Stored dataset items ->
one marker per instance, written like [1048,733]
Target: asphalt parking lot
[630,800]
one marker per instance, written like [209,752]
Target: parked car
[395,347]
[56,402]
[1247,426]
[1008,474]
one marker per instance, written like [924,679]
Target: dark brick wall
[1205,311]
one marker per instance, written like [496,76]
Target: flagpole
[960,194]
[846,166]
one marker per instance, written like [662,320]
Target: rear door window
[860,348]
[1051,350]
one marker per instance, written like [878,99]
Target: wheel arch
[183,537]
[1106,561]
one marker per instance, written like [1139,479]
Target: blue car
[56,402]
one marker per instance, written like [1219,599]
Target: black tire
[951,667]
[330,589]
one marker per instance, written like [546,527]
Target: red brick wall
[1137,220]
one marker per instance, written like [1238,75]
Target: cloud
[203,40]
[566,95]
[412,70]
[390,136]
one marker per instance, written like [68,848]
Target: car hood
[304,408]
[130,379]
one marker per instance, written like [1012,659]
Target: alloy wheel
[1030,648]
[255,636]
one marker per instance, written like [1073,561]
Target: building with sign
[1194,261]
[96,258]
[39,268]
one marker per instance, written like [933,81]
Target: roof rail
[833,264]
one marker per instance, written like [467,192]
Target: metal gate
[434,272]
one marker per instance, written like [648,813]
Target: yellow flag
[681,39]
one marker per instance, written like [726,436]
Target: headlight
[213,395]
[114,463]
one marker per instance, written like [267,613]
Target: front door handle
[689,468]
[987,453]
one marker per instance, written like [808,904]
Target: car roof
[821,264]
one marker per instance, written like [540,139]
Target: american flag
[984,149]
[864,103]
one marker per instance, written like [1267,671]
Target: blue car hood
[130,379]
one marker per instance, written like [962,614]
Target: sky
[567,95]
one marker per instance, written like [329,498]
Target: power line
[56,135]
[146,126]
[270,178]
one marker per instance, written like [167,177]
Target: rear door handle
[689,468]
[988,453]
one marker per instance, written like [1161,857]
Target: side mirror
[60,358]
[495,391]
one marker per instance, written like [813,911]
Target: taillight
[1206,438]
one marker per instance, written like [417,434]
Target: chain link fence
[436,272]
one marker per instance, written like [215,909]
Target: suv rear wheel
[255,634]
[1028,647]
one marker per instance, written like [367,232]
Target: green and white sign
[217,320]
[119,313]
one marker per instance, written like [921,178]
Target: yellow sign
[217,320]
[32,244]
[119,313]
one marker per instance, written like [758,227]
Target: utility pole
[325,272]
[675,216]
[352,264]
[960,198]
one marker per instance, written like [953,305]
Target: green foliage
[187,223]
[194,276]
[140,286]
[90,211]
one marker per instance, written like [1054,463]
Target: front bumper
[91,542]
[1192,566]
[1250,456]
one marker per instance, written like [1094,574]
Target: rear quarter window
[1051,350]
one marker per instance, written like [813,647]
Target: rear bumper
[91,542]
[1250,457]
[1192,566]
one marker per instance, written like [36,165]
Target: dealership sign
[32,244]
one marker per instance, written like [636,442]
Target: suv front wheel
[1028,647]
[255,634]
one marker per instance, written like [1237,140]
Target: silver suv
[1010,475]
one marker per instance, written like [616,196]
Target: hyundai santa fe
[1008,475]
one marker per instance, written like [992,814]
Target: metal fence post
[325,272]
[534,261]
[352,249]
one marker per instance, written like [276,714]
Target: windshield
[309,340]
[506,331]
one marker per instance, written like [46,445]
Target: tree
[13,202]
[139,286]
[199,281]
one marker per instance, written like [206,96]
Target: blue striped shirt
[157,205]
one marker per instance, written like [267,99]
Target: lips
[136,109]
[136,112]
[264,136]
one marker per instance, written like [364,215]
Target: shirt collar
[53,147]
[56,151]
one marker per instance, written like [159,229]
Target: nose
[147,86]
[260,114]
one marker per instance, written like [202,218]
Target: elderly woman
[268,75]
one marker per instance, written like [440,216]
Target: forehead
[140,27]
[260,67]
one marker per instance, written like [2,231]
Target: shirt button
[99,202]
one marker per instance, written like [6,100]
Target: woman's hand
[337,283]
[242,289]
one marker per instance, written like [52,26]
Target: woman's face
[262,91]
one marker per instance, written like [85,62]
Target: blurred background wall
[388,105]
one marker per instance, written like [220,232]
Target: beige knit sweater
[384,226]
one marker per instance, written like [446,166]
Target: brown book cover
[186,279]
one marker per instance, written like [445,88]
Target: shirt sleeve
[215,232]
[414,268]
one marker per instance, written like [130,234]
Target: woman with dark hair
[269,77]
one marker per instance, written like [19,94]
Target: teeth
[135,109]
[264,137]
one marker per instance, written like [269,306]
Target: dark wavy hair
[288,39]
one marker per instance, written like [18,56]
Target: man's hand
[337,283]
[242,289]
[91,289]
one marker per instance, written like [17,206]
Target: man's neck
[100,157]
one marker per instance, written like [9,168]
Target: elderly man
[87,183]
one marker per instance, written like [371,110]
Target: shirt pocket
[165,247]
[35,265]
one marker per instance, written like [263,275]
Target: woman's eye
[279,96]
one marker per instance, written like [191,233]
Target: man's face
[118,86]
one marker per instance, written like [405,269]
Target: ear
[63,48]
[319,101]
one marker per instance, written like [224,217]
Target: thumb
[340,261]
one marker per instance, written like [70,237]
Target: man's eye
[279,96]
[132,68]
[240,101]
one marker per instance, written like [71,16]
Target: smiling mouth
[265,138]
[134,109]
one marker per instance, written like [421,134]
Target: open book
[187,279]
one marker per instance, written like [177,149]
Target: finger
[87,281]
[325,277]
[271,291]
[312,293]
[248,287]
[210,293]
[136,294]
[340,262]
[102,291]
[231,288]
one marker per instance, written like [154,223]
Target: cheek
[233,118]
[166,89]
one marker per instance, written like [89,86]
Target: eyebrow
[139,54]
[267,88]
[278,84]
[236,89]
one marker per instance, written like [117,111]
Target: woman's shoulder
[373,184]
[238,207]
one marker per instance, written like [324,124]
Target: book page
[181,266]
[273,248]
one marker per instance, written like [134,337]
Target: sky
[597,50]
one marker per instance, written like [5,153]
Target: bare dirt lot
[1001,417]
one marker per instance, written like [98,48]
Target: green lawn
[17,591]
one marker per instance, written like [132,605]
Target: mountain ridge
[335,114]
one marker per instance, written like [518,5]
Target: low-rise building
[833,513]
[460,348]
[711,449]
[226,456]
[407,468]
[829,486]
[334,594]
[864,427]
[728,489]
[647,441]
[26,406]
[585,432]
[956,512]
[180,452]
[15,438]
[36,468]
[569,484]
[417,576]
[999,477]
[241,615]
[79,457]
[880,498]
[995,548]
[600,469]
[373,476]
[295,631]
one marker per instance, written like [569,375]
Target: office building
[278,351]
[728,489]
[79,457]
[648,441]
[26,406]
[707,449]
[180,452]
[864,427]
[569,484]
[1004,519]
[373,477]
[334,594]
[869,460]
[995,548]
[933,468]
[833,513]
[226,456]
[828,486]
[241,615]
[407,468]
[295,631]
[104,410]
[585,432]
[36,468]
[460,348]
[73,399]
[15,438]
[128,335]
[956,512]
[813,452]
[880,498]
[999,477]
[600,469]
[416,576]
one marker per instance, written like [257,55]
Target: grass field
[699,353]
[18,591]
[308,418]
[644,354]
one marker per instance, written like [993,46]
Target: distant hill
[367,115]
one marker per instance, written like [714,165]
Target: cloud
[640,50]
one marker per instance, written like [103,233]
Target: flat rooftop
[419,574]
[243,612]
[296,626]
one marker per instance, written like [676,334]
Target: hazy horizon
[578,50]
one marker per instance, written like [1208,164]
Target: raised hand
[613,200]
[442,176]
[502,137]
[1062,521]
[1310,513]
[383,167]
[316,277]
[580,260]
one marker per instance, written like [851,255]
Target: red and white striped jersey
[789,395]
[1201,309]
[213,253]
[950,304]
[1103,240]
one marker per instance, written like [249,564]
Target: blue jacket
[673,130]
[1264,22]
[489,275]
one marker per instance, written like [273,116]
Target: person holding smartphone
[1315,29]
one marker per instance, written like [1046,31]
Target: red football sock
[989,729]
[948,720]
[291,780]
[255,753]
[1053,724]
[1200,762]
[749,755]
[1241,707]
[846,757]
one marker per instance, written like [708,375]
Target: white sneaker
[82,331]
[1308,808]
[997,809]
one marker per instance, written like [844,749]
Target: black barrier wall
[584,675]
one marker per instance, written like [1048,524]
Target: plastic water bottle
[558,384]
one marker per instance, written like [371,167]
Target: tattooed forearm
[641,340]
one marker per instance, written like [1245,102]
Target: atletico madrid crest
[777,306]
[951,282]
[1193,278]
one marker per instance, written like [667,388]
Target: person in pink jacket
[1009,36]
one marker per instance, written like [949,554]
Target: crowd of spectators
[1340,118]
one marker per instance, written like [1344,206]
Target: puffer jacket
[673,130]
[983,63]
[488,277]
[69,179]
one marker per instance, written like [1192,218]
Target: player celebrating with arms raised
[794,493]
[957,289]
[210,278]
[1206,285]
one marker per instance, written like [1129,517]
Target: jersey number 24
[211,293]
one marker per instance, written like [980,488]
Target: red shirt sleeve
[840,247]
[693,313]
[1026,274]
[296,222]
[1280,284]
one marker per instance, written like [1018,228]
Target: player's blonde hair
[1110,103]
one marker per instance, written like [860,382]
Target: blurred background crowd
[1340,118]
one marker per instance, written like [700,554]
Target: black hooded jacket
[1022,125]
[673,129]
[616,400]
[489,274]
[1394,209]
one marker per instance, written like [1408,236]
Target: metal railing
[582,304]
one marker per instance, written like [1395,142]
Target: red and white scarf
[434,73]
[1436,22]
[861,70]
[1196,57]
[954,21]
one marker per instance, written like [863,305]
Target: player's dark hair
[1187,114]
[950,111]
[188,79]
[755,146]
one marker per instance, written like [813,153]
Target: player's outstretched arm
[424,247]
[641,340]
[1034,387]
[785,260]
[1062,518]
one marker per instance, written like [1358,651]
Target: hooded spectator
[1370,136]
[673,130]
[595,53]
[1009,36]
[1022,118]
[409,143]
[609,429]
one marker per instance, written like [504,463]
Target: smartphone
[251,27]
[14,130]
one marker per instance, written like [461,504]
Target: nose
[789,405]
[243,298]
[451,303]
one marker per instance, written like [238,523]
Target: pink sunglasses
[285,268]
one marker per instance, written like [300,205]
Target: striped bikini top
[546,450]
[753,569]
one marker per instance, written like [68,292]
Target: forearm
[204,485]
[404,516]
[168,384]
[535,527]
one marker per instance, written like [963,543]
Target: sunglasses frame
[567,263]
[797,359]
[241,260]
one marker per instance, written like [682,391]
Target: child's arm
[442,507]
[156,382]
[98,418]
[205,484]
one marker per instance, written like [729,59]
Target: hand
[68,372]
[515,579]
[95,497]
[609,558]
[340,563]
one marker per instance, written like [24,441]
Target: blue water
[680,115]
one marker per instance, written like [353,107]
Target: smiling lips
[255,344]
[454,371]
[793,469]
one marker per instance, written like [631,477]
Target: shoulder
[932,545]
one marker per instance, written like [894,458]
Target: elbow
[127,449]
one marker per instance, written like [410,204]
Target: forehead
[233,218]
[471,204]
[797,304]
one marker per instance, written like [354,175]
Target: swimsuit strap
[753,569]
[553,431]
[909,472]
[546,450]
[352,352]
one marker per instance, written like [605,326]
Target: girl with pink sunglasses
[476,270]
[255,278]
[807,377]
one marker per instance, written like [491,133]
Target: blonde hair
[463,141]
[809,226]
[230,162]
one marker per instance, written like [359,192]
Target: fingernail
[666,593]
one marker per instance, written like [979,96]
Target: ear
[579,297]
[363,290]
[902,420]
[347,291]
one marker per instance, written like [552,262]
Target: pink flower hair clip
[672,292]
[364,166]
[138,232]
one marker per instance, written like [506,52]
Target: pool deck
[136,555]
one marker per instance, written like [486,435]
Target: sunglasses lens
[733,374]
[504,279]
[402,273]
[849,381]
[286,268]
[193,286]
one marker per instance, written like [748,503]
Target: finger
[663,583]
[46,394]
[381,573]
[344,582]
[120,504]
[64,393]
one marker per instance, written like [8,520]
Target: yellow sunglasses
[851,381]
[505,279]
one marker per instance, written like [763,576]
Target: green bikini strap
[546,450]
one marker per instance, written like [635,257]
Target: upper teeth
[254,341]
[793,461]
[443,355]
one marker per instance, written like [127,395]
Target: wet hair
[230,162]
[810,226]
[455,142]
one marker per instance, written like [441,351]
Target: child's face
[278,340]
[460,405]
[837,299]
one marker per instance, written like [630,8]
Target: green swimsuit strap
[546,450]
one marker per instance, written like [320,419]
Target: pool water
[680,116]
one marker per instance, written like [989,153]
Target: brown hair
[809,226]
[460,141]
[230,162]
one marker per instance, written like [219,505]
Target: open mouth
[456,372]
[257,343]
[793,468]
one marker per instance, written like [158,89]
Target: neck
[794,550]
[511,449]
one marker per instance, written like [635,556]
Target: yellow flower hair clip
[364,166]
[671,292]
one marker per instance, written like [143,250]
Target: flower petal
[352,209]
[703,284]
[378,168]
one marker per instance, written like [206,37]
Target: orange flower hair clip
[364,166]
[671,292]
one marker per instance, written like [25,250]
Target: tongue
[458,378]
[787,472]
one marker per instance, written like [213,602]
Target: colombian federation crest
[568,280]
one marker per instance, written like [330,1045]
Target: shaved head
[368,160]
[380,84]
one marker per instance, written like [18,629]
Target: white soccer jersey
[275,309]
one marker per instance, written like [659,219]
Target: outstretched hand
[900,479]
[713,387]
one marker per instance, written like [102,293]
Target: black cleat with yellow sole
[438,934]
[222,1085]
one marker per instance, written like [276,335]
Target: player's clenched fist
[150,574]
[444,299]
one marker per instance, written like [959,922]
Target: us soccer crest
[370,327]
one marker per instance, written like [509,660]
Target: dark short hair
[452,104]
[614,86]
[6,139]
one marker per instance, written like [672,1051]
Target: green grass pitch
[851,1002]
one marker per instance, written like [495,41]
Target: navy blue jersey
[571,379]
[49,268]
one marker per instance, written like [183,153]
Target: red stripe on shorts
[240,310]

Assigned task -> The lines to copy run from the one containing "one marker per instance, written like [18,629]" through the last line above. Copy them exactly and include nothing else.

Answer box ->
one marker per instance, written like [18,629]
Target: white soccer jersey
[275,309]
one marker per instance, written like [659,219]
Target: outstretched hand
[900,479]
[713,387]
one marker per instance, written like [102,293]
Target: black cleat with yellow sole
[438,934]
[222,1085]
one marker per instance, written like [276,335]
Target: player's clenched fist
[150,574]
[444,299]
one marker per instance, written like [959,922]
Target: us soccer crest
[370,327]
one marker per instance, written like [509,660]
Target: dark short hair
[452,104]
[614,86]
[6,139]
one marker per instance, written like [672,1051]
Target: green grass pitch
[851,1002]
one marker per instance, written like [495,41]
Target: navy blue jersey
[571,379]
[49,268]
one marker per instance, written like [183,153]
Target: red stripe on shorts
[240,310]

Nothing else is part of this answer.